- TAREFAS
• A. Nas linhas de dados, substitui "bounding box" por "caixa delimitadora" no trecho que abre com a linha que contém "Pretty please, detect the suit button" e fecha com a que contém "[0,67,25,154]", deixando tudo o resto igual. Apresenta apenas esse trecho.
• B. Consegues retomar o texto sobre as tradições de Natal e o bacalhau, continuando-o a partir do ponto em que termina?

- EXCERTO DA PÁGINA
Luis Ferreira
Quando Maduro ficou verde
As tradições são uma parte da memória de um povo e nessa memória reside uma grande parte da História da Humanidade. Por isso hoje referimo-nos constantemente às tradições deste ou daquele povo, país, região ou localidade. Elas diferem imenso, mas há umas que se mantêm e são quase que uma marca registada de um povo.
Nesta época onde o ano se esgota e os seus últimos estertores denunciam essas mesmas tradições, apercebemo-nos facilmente da necessidade de as mantermos e muito poucas vezes as esquecermos. No Natal, em Portugal, bacalhau e polvo significa tradição a cumprir e raras são as mesas onde não aparecem estes companheiros gastronómicos. Mas outros países há onde o bacalhau nada significa, até porque bacalhau mesmo, confecionado como o português sabe, só existe em Portugal. Deste modo, como poderia o fiel amigo ser amigo de mais alguém? Não há país no mundo inteiro que saiba cozinhar o bacalhau à moda portuguesa. Isto é uma realidade.

Excertos de um conjunto de dados de deteção
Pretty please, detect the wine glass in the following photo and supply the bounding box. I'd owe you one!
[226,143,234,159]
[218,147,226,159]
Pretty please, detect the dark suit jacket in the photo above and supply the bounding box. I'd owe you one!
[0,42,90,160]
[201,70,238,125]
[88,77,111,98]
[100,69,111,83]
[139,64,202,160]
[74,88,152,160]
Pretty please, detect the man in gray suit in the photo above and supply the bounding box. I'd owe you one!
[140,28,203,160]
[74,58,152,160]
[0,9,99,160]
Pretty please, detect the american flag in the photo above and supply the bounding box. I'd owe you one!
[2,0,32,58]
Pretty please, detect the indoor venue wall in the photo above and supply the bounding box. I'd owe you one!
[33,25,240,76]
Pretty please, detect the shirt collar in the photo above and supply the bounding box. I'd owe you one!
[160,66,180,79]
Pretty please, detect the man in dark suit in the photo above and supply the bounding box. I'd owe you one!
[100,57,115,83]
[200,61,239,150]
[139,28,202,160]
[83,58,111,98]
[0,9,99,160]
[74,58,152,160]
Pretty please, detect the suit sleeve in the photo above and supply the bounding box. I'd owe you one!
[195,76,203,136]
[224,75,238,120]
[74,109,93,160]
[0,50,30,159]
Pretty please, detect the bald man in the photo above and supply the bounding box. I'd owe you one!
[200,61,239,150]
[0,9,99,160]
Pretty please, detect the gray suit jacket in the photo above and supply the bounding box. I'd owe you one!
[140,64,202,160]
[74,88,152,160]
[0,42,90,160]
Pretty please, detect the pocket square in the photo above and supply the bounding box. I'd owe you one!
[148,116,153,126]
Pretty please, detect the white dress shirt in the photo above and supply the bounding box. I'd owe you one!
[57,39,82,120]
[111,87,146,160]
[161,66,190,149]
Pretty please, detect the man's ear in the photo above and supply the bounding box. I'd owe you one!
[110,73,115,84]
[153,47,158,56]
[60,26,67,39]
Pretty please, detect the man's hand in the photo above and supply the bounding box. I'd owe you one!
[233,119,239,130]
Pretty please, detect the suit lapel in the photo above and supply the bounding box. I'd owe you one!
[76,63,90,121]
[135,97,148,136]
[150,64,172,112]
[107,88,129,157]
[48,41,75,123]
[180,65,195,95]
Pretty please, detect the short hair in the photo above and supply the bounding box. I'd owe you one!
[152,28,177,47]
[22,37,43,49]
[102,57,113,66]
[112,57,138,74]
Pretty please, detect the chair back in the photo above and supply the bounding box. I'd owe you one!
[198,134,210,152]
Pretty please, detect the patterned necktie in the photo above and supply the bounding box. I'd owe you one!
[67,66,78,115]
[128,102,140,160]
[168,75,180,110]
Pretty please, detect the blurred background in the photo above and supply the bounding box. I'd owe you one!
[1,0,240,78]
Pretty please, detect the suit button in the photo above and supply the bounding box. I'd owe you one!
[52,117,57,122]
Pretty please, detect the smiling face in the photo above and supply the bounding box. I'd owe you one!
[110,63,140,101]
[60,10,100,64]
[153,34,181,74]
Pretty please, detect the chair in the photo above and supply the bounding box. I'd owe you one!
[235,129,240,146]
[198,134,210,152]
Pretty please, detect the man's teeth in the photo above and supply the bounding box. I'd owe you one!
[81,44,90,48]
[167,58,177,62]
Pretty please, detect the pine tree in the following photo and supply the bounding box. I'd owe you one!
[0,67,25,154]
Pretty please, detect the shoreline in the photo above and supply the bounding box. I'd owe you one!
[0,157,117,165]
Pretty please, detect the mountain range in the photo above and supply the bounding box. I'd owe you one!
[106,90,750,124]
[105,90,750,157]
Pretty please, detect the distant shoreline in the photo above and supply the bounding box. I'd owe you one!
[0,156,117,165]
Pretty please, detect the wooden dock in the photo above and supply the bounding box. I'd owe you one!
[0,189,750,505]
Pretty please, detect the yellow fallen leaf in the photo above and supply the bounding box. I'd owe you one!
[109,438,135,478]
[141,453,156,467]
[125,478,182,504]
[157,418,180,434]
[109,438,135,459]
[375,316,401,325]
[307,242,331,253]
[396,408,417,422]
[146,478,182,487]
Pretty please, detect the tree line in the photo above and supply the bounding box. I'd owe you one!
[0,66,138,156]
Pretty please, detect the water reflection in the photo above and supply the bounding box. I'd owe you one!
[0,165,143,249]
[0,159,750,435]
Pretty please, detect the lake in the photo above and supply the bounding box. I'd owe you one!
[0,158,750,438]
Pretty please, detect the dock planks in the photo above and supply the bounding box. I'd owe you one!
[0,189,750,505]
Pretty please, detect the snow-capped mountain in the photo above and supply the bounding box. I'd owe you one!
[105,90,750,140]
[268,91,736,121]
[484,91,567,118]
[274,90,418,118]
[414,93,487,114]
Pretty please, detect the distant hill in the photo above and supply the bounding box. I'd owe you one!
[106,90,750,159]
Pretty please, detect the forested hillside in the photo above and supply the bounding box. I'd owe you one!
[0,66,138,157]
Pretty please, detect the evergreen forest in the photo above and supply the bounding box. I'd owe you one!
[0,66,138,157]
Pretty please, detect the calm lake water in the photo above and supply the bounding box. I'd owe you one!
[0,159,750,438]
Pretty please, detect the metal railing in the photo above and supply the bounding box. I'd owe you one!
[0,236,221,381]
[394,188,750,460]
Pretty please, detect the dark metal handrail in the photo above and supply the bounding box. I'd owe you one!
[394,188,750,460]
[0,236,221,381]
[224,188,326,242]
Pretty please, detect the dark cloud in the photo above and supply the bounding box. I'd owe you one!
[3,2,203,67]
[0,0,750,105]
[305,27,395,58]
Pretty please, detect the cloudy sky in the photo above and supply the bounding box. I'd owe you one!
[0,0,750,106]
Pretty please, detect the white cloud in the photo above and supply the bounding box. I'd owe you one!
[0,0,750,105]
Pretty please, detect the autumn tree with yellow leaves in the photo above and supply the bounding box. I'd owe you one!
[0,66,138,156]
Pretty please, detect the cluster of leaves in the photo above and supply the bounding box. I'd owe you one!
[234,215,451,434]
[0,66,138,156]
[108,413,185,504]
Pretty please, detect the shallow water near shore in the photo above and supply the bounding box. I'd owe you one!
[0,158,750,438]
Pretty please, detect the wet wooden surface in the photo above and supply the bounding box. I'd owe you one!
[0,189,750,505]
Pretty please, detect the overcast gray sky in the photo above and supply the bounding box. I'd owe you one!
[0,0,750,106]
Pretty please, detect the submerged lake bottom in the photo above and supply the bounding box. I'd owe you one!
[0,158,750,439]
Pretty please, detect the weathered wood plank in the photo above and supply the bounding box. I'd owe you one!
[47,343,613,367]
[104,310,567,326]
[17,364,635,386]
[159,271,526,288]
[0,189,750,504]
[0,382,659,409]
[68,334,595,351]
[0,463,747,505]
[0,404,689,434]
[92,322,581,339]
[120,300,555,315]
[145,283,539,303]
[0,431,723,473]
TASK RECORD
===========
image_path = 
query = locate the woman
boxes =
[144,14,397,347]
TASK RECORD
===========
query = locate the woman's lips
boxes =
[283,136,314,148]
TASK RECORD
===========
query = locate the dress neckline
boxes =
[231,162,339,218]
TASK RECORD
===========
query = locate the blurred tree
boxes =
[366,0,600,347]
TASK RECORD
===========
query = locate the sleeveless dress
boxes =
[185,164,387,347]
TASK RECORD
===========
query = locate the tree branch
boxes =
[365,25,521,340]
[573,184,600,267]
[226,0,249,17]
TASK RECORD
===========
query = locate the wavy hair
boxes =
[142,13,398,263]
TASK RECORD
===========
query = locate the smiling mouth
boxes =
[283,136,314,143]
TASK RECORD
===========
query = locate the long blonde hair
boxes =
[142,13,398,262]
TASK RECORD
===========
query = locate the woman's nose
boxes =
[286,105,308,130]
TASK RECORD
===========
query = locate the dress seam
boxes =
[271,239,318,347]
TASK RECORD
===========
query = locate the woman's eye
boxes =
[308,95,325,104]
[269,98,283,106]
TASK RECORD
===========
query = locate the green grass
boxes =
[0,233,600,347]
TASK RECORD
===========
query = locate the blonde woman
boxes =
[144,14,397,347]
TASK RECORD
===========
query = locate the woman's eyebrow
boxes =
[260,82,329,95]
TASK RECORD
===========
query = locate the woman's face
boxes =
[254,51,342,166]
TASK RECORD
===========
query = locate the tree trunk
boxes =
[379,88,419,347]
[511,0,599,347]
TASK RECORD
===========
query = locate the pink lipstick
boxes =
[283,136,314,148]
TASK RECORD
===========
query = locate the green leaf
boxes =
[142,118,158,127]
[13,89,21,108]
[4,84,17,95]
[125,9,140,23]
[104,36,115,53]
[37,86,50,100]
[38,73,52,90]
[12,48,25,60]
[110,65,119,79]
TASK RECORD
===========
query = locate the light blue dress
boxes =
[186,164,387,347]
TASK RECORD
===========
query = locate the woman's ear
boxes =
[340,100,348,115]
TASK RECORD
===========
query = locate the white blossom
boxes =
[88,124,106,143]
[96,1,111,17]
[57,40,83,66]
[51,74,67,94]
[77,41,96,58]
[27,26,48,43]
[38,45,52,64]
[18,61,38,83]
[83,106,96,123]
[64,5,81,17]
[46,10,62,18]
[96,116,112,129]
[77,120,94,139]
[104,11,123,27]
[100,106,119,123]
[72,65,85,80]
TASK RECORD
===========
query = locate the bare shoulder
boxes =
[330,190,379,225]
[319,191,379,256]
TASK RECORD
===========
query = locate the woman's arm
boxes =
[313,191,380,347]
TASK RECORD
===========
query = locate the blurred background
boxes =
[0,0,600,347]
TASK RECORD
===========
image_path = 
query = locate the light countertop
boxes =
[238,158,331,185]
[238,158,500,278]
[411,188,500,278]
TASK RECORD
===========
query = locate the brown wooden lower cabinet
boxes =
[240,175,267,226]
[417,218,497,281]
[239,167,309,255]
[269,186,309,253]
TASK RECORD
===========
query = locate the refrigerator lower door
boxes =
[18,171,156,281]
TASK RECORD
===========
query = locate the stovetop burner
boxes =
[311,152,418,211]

- RESPOSTAS ÀS TAREFAS
• A.
Pretty please, detect the suit button in the photo above and supply the caixa delimitadora. I'd owe you one!
[52,117,57,122]
Pretty please, detect the smiling face in the photo above and supply the caixa delimitadora. I'd owe you one!
[110,63,140,101]
[60,10,100,64]
[153,34,181,74]
Pretty please, detect the chair in the photo above and supply the caixa delimitadora. I'd owe you one!
[235,129,240,146]
[198,134,210,152]
Pretty please, detect the man's teeth in the photo above and supply the caixa delimitadora. I'd owe you one!
[81,44,90,48]
[167,58,177,62]
Pretty please, detect the pine tree in the following photo and supply the caixa delimitadora. I'd owe you one!
[0,67,25,154]

• B.
Enfim, à mesa de cada povo aparece nesta época uma especialidade gastronómica tradicional e ainda bem que assim é. Do bacalhau ao peru ou do pudim ao pernil, tudo parece ser pacífico em termos de tradição nacional. Mas claro que há tradições gastronómicas desta época muito diversas e até incríveis para nós, ocidentais, que estamos habituados a coisas diferentes. Evidentemente que cada povo tem o seu próprio costume e paladar e o que para nós é bom, para outros não presta, ou seja, não cabe no seu paladar.
A este propósito, ficámos a saber que na Venezuela o prato tradicional na época natalícia é o pernil de porco. A grande maioria de nós não estaria a par desta tradição se não fosse o recente acontecimento que o presidente da Venezuela, Nicolás Maduro, enfatizou nos canais de televisão, acusando Portugal de não lhe fazer chegar este produto tradicional para a ceia de Natal e que destinava, segundo ele, a chegar a todas as mesas dos venezuelanos. Maduro ficou verde (de raiva) por não poder cumprir o prometido e ao mesmo tempo a tradição nacional. Sabemos o que aconteceu depois. Afinal o pernil de porco estava na Colômbia e Portugal tinha efetivamente despachado tudo, mas parece que o pagamento da exportação é que não tinha chegado aos cofres de Portugal. A culpa deixou de ser de Portugal e passou a ser dos EUA, segundo Maduro. O que ele se esqueceu de dizer é que a Venezuela deve cerca de 40 milhões a Portugal de importações que recebeu, mas que não liquidou. No entanto, teve o desplante de afirmar que fez a importação e assinou o pagamento dela. Como é fácil mentir!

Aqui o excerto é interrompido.